> _Kutipan yang Disediakan_
┌────────

Hasil yg dapat diharapkan dari pencapaian ilmu lahir tentang berbagai
hal yg bersifat pasti adalah surga: semua yg akan dilihatnya di sana
adalah manifestasi sifat-sifat Allah dalam bentuk cahaya. Sesempurna apa
pun pengetahuannya mengenai hal-hal yg nyata dan abstrak takkan bisa
membantunya memasuki kawasan suci, yg dekat kepada Allah. Seseorang
harus terbang menuju ke sana. Agar bisa terbang, ia butuh dua sayap.
Hamba sejati Allah adalah orang yg terbang ke sana dengan sayap ilmu
lahir dan batin, tak pernah berhenti di tengah jalan, dan tak pernah
terhambat. Dalam sebuah hads qudsi, Allah berfirman:
“Hamba-Ku, jika
kau ingin berada di dekat-Ku, jangan menaruh perhaian terhadap dunia
ini, atau alam malakut, atau bahkan alam yg lebih tinggi tempat kau
menerima sifat-sifat ketuhanan-Ku.”
Alam materi ini adalah
godaan atau setan bagi orang berilmu. Alam malakut adalah godaan bagi
kaum bijak, dana alam sifat-sifat Ilahi adalah godaan bagi ahli hakikat.
Siapa saja yg merasa puas pada salah satunya, ia tertolak dari karunia
Allah yg akan membuatnya lebih dekat kepada-Nya. Jika seseorang
terperdaya oleh semua godaan ini, ia akan berhenti, tak bisa meneruskan
langkah, dan tak kuasa bergerak ke tempat yg lebih tinggi lagi. Meskipun
bertujuan unuk mendekatkan diri kepada Sang Pencipta ia takkan pernah
bisa mencapainya. Ia terhalang; ia hanya memiliki sebelah sayap.
Namun, para ahli hakikat menerima karunia itu dari Allah; anugrah yg
tak dapat dilihat mata, tak didengar telinga, atau tak terlintas dalam
hati. Itulah surga kedekatan; anugerah keintiman. Di sana tak ada istana
yg terbuat dari permata, juga tak ada pelayan-pelayan yg cantik belia.

└────────

> _Data yang Diberikan_
┌────────

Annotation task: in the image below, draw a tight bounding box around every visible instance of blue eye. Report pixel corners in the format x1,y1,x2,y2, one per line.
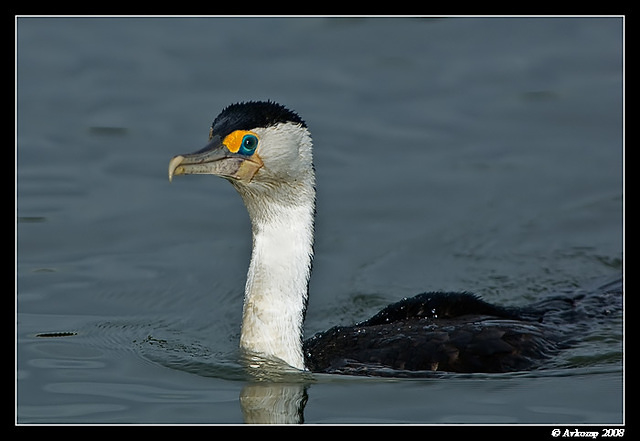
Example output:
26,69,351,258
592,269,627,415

└────────

> _Tugas_
Dalam kutipan tentang ilmu lahir dan batin, apa yang disebut sebagai godaan bagi kaum bijak? Baris-baris di atas merupakan bahan tersendiri yang terpisah dari kutipan.

> _Jawaban_
Alam malakut adalah godaan bagi kaum bijak.